#### [Short task]
Set out the material below as a JSON list of strings, one string per line, with blank lines omitted.

#### [Dataset extract]
#####

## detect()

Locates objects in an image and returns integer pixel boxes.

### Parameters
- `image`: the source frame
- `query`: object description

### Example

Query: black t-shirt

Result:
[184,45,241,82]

#####

#### [Answer to the exercise]
[
  "## detect()",
  "Locates objects in an image and returns integer pixel boxes.",
  "### Parameters",
  "- `image`: the source frame",
  "- `query`: object description",
  "### Example",
  "Query: black t-shirt",
  "Result:",
  "[184,45,241,82]"
]